What to produce: Put the lines of the records below, from the line containing "Label: fire truck cab" up to and including the line containing "[911,250,933,283]", into a JSON list of strings with one string per line. Leave out blank lines.

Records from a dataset
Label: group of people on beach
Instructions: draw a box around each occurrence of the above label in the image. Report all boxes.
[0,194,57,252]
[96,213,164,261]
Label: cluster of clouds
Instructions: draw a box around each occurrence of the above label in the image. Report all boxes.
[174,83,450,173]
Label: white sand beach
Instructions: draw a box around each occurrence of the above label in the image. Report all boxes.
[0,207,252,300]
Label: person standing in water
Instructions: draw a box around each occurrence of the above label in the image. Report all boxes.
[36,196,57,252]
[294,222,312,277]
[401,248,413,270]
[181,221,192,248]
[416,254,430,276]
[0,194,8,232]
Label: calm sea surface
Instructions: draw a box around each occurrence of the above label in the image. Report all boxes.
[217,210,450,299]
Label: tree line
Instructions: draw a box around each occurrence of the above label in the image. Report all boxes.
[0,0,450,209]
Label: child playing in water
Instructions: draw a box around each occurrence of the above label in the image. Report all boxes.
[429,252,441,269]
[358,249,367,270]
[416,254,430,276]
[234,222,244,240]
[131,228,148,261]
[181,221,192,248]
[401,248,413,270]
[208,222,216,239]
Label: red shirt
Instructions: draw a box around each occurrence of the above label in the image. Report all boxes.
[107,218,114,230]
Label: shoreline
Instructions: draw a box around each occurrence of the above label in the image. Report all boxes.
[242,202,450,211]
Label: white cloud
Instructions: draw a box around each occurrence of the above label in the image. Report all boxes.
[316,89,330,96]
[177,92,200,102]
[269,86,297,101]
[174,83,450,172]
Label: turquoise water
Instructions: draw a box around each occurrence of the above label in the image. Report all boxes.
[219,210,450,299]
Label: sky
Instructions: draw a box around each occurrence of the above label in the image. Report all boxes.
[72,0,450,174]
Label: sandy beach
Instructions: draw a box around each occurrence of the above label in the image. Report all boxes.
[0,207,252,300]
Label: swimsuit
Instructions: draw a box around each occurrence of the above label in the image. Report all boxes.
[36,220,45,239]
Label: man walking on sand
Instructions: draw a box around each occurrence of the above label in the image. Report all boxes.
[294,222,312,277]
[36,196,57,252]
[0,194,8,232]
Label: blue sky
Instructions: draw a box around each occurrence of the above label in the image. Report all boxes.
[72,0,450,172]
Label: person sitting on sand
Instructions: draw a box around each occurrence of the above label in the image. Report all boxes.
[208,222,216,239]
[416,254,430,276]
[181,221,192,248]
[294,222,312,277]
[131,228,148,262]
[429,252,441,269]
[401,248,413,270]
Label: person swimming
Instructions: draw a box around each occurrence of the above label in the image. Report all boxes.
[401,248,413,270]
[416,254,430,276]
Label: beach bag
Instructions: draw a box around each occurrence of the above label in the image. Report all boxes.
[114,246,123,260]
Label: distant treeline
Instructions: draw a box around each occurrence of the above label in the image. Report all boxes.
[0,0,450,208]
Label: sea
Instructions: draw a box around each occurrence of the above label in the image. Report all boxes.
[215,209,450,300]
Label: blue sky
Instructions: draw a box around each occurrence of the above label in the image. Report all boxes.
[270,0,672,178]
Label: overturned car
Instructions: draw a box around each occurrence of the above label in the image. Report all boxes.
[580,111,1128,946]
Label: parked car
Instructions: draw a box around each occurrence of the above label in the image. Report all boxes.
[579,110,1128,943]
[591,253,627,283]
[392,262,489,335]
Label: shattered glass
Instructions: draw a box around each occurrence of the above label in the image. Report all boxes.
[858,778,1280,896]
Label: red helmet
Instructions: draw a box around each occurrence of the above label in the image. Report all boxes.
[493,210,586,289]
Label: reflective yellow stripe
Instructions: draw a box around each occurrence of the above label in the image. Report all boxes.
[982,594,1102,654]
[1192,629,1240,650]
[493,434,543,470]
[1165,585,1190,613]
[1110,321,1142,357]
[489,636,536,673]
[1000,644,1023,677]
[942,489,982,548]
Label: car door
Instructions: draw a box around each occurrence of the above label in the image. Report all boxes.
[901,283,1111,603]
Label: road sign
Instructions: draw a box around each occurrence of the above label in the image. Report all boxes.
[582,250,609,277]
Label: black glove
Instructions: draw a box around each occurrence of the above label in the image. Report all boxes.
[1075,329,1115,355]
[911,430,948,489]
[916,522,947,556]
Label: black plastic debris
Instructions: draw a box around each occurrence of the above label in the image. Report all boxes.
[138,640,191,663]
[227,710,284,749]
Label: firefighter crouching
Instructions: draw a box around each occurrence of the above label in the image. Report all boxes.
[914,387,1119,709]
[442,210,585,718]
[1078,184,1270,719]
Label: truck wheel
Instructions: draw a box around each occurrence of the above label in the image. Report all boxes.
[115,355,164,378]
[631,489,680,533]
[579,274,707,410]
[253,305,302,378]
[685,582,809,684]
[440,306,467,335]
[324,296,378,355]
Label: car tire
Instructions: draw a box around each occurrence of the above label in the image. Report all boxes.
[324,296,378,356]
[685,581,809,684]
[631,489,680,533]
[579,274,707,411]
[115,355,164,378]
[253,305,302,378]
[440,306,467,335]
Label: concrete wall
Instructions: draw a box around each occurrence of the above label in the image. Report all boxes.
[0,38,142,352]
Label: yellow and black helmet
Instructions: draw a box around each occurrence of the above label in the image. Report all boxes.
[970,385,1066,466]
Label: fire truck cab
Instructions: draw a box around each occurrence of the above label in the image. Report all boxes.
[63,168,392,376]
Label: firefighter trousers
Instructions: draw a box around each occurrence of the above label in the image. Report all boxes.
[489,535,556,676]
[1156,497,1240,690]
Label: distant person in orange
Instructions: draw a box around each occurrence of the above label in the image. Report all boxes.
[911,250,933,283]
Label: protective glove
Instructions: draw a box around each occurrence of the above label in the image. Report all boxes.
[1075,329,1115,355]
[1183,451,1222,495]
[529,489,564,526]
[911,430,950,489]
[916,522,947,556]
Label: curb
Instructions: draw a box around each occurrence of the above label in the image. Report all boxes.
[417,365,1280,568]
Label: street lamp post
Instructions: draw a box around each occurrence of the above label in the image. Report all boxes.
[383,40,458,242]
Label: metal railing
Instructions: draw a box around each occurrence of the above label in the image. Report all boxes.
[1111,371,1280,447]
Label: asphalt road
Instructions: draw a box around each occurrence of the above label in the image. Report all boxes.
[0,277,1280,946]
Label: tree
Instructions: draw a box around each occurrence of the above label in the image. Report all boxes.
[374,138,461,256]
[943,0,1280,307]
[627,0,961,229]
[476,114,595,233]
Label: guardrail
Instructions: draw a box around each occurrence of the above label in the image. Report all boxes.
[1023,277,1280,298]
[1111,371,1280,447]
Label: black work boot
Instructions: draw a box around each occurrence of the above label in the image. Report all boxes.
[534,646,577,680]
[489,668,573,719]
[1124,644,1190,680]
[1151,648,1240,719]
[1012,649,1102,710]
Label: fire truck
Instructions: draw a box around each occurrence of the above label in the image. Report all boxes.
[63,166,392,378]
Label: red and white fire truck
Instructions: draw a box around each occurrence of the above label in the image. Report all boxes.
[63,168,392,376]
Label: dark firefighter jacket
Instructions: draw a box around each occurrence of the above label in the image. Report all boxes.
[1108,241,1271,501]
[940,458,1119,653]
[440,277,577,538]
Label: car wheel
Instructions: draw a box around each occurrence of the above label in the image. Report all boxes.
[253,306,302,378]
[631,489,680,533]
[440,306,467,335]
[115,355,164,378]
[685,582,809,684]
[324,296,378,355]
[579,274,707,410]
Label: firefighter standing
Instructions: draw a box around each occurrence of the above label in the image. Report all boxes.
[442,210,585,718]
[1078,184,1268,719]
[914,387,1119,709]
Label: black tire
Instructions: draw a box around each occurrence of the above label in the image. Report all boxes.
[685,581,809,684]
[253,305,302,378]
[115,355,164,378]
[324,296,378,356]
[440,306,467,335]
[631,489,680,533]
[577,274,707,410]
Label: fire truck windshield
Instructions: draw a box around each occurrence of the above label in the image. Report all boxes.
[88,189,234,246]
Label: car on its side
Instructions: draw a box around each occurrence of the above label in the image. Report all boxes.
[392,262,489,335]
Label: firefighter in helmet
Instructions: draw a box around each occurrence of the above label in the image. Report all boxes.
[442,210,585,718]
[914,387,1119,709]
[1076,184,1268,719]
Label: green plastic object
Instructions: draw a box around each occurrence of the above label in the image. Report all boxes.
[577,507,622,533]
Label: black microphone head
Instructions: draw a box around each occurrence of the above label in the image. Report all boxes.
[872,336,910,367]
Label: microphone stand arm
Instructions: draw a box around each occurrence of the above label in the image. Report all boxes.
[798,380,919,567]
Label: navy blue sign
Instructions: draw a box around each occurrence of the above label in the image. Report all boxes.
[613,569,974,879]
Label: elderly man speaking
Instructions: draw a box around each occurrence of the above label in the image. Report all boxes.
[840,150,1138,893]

Output for this exercise:
[
  "Label: fire truck cab",
  "Instructions: draw a box around each occurrence of the above label in the image. Report all boxes.",
  "[63,168,392,376]",
  "Label: firefighter trousers",
  "Instructions: draw a box around each occurrence of the above label in the image. Report all boxes.",
  "[489,535,556,676]",
  "[1156,497,1240,690]",
  "Label: distant person in orange",
  "Instructions: draw a box around each occurrence of the above label in the image. Report all boxes.",
  "[911,250,933,283]"
]